Reproduce each of the following entries word for word, keeping every line in its original order.

[Pointing dataset excerpts]
^^^^^^^^

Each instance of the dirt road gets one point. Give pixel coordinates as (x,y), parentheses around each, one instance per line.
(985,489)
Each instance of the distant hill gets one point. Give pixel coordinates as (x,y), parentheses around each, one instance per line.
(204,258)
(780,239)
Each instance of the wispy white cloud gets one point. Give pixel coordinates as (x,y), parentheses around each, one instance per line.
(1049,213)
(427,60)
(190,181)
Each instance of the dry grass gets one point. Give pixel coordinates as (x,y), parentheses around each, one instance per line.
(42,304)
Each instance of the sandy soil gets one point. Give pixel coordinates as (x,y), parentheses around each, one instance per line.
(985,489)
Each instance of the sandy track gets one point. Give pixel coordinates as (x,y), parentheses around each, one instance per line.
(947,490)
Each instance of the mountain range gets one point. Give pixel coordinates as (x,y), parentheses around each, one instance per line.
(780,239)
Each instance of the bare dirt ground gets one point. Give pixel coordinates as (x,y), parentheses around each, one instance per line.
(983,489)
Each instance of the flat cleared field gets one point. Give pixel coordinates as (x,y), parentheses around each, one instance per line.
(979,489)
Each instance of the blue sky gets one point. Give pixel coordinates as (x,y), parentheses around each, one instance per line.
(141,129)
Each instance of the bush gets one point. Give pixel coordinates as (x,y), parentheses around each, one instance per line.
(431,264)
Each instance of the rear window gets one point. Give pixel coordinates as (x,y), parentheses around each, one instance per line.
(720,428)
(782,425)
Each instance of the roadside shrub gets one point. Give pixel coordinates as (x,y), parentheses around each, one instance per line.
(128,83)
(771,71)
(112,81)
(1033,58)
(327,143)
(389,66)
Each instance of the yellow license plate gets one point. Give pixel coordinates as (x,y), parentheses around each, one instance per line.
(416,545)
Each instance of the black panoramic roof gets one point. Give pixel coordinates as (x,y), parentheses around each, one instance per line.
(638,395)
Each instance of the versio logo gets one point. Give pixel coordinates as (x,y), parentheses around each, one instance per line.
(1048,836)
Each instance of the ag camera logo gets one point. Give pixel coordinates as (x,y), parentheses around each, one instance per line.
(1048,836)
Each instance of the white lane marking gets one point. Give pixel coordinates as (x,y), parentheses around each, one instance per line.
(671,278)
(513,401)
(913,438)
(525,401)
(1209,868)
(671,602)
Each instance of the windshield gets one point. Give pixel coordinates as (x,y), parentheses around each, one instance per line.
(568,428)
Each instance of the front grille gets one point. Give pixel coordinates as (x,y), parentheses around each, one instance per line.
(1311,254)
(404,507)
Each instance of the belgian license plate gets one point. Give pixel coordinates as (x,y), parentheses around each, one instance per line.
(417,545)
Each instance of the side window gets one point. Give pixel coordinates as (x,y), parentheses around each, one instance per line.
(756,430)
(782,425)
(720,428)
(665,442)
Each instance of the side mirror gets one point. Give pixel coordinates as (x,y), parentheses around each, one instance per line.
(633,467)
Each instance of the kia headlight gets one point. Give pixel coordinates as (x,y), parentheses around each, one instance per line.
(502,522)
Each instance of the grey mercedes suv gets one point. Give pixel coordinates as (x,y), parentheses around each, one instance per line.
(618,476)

^^^^^^^^

> [RESULT]
Each instance of the dirt road gets one point. Give pixel coordinates as (x,y), parentheses around each, one instance per line.
(985,489)
Each instance of the distant hill gets one point. Give pixel coordinates as (x,y), parentheses around each, one instance per line.
(204,258)
(780,239)
Each instance of the wispy white cloud gets one point. Give pixel coordinates as (x,y), parentheses around each, one instance per line.
(1049,213)
(427,60)
(190,181)
Each instance of the dry grass gets one point. Give pixel coordinates as (x,y), parentheses around each, one instance per line.
(42,304)
Each instance of the sandy soil gets one point. Give pixel coordinates as (x,y), parentheses around each, one instance per line.
(985,489)
Each instance of the sandy track gets one point. Give pixel coordinates as (x,y), parentheses around each, one instance per line.
(947,490)
Each instance of the mountain range gets one point. Give pixel coordinates as (x,y), parentheses around each, one instance per line.
(780,239)
Each instance of the bare dirt ground gets one point. Give pixel coordinates as (x,y), parentheses around each, one instance per line.
(983,489)
Each instance of the flat cleared field gets one point. Give pixel coordinates as (x,y), parentheses around each, one instance per line.
(979,489)
Each instance of the blue sky gets one point. Give pixel coordinates as (x,y), parentheses around each, one instance per line.
(141,129)
Each instance of the bush gets one point. Give pixel coordinates as (x,y), parentheses around each, one instance per line.
(431,264)
Each instance of the rear window gets one point. Give pixel coordinates as (x,y), parentheses around each, one instance per line.
(720,428)
(782,425)
Each instance of the roadside shrub gets one point. Give pixel coordinates as (x,y), parentheses around each, one instance per line.
(128,83)
(771,71)
(112,81)
(1033,58)
(327,143)
(389,66)
Each instance of the yellow license plate gets one point. Give pixel coordinates as (x,y), parentheses around each, one instance per line.
(416,545)
Each instance of the black panoramic roof gets one point. Give pixel coordinates as (x,y), parentheses around each, one instance per line.
(638,395)
Each instance of the versio logo gets one point. Give pixel coordinates as (x,y), parentheses around each, one instance per line.
(1048,836)
Each instance of the ag camera logo gets one point. Give pixel coordinates as (x,y), parentheses around each, one instance per line.
(1048,836)
Each instance of the white lane marking gets one point. Give pixel coordinates as (x,y), parentheses around each, one instance per line.
(671,278)
(513,401)
(913,438)
(525,401)
(1209,868)
(671,602)
Each instance of the windshield gets one point. Give pixel coordinates as (x,y), parentheses around each, one instance per line.
(568,428)
Each instance of the front grille gets one point. Give pixel coordinates as (x,y), parentheses around each, one instance per line.
(1311,254)
(404,507)
Each instance of the belgian license plate gets one point. Give pixel coordinates as (x,y), parentheses around each, one instance per line.
(417,545)
Each instance of the side window gets one point. Give pixel coordinates as (x,y), parentheses around each, one instance per line.
(756,430)
(782,425)
(720,428)
(665,442)
Each instance of the side mirror gets one point. Give pixel coordinates as (x,y), parentheses around each, one instance per line.
(633,467)
Each instance of the kia headlight gets one point. Give pixel coordinates as (x,y), parentheses around each, one instance per line.
(502,522)
Each instance of the grey mercedes suv gets one point. Give pixel coordinates as (x,y), parentheses around each, one instance per line.
(618,476)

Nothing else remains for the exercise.